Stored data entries
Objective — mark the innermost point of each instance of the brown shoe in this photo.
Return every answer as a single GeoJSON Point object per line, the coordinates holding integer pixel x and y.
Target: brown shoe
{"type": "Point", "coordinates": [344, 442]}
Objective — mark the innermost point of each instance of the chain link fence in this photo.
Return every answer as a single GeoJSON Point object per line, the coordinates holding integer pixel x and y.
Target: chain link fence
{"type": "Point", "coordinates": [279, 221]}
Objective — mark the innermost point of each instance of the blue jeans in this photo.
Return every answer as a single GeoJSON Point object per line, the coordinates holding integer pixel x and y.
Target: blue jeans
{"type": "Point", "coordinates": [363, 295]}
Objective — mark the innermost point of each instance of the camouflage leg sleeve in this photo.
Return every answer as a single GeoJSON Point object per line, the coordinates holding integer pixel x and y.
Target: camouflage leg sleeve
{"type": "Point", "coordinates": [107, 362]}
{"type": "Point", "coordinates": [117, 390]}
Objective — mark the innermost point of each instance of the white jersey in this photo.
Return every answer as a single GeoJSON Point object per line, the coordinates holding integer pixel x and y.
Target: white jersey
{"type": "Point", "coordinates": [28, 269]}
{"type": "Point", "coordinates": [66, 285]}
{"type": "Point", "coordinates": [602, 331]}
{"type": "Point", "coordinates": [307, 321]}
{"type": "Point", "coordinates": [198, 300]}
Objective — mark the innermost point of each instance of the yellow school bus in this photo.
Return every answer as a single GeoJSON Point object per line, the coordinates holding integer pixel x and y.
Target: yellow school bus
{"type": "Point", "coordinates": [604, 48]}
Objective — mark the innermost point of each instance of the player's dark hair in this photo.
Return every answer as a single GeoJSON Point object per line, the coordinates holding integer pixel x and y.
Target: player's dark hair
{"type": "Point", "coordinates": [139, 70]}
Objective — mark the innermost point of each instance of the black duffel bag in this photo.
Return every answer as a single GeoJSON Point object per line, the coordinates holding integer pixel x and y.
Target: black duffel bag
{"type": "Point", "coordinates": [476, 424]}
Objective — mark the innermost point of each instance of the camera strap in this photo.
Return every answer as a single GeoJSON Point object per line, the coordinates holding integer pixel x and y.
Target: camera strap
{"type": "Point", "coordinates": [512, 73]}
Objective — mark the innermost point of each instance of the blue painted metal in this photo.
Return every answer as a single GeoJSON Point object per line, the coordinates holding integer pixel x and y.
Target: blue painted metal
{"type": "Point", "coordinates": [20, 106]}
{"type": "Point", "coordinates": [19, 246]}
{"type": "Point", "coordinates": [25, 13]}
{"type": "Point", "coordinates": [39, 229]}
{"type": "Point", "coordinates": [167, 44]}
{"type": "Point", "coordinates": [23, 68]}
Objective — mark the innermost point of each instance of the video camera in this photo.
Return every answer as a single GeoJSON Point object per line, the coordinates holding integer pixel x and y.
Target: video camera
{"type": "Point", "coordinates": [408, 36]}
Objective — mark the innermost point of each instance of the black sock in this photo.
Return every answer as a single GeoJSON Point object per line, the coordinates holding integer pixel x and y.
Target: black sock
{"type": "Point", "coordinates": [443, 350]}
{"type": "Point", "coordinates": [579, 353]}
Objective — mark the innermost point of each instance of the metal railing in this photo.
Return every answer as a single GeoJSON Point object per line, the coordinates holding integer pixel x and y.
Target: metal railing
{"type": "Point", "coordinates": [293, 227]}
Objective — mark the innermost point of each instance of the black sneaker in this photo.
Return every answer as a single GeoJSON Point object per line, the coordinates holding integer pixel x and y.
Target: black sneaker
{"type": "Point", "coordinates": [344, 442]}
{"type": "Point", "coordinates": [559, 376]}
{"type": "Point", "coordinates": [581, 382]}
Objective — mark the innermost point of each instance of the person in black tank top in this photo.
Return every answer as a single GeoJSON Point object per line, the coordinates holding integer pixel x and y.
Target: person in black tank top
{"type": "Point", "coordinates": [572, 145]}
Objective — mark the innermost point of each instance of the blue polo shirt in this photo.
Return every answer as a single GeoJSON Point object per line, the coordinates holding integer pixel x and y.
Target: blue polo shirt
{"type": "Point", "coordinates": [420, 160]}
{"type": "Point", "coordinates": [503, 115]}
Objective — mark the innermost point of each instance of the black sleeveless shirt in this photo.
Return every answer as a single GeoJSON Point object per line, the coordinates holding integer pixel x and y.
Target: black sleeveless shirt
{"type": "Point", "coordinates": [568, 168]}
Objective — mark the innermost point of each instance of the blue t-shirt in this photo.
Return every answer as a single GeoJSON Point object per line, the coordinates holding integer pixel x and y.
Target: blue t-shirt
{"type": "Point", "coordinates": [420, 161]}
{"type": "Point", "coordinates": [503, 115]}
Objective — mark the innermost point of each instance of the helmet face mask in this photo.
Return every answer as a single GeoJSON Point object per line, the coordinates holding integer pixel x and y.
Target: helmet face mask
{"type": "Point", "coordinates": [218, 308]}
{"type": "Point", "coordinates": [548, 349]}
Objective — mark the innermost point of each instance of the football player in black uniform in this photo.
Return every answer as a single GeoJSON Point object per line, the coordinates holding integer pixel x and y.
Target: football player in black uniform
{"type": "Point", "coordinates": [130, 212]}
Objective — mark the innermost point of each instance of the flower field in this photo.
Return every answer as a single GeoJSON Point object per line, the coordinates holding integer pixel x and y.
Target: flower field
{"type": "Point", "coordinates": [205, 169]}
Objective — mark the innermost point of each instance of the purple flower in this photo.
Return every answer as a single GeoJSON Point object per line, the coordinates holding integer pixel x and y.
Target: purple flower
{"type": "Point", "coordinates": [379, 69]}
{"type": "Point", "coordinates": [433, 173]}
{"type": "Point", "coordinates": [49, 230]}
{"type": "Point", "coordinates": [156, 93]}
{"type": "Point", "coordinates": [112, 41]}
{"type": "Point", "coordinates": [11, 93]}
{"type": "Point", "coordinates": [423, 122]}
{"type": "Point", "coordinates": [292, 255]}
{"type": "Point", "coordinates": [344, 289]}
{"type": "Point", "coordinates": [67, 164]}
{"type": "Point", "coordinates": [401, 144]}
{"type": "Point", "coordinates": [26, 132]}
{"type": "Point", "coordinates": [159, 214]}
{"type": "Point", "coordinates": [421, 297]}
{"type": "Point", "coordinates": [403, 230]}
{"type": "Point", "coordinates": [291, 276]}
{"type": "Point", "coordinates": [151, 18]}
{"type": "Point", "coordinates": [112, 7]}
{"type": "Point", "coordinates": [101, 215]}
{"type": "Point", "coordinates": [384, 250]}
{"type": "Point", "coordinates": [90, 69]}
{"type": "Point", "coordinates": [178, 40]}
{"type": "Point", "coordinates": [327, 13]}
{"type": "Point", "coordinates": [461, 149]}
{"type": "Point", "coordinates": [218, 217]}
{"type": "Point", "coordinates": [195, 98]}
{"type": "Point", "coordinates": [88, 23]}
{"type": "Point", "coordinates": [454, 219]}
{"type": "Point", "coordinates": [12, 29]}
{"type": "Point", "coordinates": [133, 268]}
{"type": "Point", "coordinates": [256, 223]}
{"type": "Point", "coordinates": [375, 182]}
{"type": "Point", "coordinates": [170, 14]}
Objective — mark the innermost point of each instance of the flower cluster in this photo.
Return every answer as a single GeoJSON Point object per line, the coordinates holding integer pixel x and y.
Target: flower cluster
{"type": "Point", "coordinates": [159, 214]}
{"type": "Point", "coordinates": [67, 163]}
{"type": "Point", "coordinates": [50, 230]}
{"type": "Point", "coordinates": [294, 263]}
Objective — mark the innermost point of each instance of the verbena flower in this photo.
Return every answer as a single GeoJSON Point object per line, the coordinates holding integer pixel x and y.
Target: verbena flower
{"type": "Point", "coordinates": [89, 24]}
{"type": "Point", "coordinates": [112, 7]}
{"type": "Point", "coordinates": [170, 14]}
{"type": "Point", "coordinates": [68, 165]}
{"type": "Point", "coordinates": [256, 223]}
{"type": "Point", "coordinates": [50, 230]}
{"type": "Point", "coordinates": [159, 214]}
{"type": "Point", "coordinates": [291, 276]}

**ABOUT THIS TASK:** Among the entries above, copy exactly only the lines starting with the one containing "Target: blue polo shirt" and going through the one containing "mask in this photo.", both ends included.

**EXERCISE SOLUTION:**
Target: blue polo shirt
{"type": "Point", "coordinates": [420, 160]}
{"type": "Point", "coordinates": [503, 115]}
Objective — mark the innermost point of each instance of the black sleeveless shirt in this photo.
Return every answer as a single GeoJSON Point object per line, the coordinates holding integer pixel x and y.
Target: black sleeveless shirt
{"type": "Point", "coordinates": [568, 168]}
Objective — mark the innermost point of each instance of the blue t-shirt in this photo.
Return every answer as a single GeoJSON Point object per line, the coordinates holding integer pixel x and y.
Target: blue t-shirt
{"type": "Point", "coordinates": [420, 161]}
{"type": "Point", "coordinates": [503, 115]}
Objective — mark the innermost point of each instance of the helmet face mask in this photo.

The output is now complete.